**PROMPT**.
Put each line of the items below into a Markdown table with two columns, Row and Line. Give the row number under Row and the line under Line, and leave out blank lines.

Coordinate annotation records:
Begin

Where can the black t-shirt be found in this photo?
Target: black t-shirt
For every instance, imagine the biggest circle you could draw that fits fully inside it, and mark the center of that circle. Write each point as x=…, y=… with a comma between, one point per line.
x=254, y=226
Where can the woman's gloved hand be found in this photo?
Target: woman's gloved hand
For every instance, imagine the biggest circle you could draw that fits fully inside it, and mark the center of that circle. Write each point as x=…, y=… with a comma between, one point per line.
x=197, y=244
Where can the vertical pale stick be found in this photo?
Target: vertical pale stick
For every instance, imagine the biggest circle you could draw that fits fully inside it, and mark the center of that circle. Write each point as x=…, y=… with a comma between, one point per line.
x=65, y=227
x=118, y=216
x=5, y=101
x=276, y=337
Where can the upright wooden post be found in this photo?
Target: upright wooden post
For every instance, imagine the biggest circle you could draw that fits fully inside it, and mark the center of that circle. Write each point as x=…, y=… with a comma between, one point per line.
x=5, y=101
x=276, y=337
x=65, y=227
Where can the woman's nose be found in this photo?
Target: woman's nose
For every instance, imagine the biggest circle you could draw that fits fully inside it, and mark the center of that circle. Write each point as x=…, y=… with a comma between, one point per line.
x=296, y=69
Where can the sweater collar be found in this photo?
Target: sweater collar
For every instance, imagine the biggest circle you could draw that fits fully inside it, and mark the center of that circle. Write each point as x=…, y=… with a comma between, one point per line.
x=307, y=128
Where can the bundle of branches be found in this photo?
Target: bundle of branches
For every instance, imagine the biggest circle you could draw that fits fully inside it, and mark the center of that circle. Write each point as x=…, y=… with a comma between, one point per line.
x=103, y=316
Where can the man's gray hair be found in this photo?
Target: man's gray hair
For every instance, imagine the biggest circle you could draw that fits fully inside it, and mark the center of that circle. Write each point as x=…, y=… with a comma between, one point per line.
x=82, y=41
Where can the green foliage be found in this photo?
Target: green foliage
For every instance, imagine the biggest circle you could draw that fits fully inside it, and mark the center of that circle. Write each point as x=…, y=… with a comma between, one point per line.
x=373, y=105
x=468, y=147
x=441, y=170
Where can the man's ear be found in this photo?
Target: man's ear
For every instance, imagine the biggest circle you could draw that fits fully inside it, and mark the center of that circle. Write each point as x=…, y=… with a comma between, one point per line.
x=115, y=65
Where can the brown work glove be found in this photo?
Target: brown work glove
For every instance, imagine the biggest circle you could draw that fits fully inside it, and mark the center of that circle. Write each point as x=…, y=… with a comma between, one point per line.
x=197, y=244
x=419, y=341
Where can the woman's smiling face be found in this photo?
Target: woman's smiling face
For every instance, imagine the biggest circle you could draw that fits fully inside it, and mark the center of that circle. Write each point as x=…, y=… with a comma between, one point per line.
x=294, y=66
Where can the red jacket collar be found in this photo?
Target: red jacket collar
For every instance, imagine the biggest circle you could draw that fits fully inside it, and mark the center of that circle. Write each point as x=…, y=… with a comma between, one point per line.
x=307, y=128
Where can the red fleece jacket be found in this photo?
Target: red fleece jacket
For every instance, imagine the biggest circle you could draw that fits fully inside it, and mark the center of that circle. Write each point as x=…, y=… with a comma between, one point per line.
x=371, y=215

End

**RESPONSE TO THE EXERCISE**.
| Row | Line |
|---|---|
| 1 | Where can the black t-shirt be found in this photo? |
| 2 | Target: black t-shirt |
| 3 | For every instance, imagine the biggest circle you could draw that fits fully inside it, and mark the center of that circle. Write each point as x=…, y=… with a comma between, one point per line. |
| 4 | x=254, y=226 |
| 5 | Where can the woman's gloved hand be found in this photo? |
| 6 | Target: woman's gloved hand |
| 7 | For every instance, imagine the biggest circle you could draw that fits fully inside it, and mark the center of that circle. Write each point as x=…, y=… with a comma between, one point per line. |
| 8 | x=197, y=244 |
| 9 | Where can the vertical pale stick be found in this photo? |
| 10 | Target: vertical pale stick |
| 11 | For every instance, imagine the biggest circle you could draw that fits fully inside it, and mark the center of that circle. Write each point as x=…, y=… with a comma between, one point per line. |
| 12 | x=65, y=227 |
| 13 | x=118, y=216 |
| 14 | x=5, y=101 |
| 15 | x=276, y=337 |
| 16 | Where can the upright wooden post be found in this photo? |
| 17 | Target: upright wooden post |
| 18 | For every instance, imagine the biggest circle you could draw that fits fully inside it, and mark the center of that circle. Write each point as x=…, y=… with a comma between, one point per line. |
| 19 | x=5, y=101 |
| 20 | x=276, y=337 |
| 21 | x=65, y=227 |
| 22 | Where can the woman's nose be found in this photo? |
| 23 | Target: woman's nose |
| 24 | For every instance, imagine the biggest circle you could draw that fits fully inside it, and mark the center of that circle. Write each point as x=…, y=… with a comma between, one point per line. |
| 25 | x=296, y=69 |
| 26 | Where can the sweater collar be found in this photo? |
| 27 | Target: sweater collar |
| 28 | For every instance, imagine the biggest circle you could draw that fits fully inside it, and mark the center of that circle. Write each point as x=…, y=… with a comma between, one point per line. |
| 29 | x=307, y=128 |
| 30 | Where can the bundle of branches be found in this photo? |
| 31 | Target: bundle of branches |
| 32 | For every instance, imagine the biggest circle you could draw that fits fully inside it, and mark the center of that circle. Write each point as x=…, y=… with a comma between, one point per line. |
| 33 | x=103, y=316 |
| 34 | Where can the man's gray hair be found in this photo? |
| 35 | Target: man's gray hair |
| 36 | For every instance, imagine the biggest circle you could draw that fits fully inside it, and mark the center of that circle. Write each point as x=…, y=… with a comma between, one point per line. |
| 37 | x=82, y=41 |
| 38 | Where can the green foliage be found in this photo? |
| 39 | Target: green foliage |
| 40 | For every instance, imagine the biggest circle you could draw that fits fully inside it, and mark the center of that circle. Write each point as x=…, y=… with a comma between, one point per line. |
| 41 | x=373, y=105 |
| 42 | x=468, y=147 |
| 43 | x=441, y=170 |
| 44 | Where can the man's ear be found in this photo? |
| 45 | Target: man's ear |
| 46 | For every instance, imagine the biggest circle you could draw that fits fully inside it, and mark the center of that circle. Write each point as x=…, y=… with a comma between, one point per line. |
| 47 | x=115, y=65 |
| 48 | Where can the brown work glove be found in this photo? |
| 49 | Target: brown work glove |
| 50 | For every instance, imagine the biggest circle you could draw that fits fully inside it, and mark the center of that circle. Write each point as x=…, y=… with a comma between, one point per line. |
| 51 | x=197, y=244 |
| 52 | x=419, y=341 |
| 53 | Where can the woman's smiling face be found in this photo? |
| 54 | Target: woman's smiling face |
| 55 | For every instance, imagine the biggest circle you could draw that fits fully inside it, and mark the center of that circle. Write each point as x=…, y=… with a comma between, one point per line. |
| 56 | x=294, y=66 |
| 57 | Where can the red jacket collar be found in this photo? |
| 58 | Target: red jacket collar |
| 59 | For every instance, imagine the biggest circle you could draw that fits fully inside it, and mark the center of that circle. Write each point as x=…, y=… with a comma between, one point per line. |
| 60 | x=307, y=128 |
| 61 | Where can the red fleece jacket be found in this photo? |
| 62 | Target: red fleece jacket |
| 63 | For every instance, imagine the biggest circle you could draw that fits fully inside it, and mark the center of that circle. Write each point as x=…, y=… with a comma between, one point per line. |
| 64 | x=371, y=215 |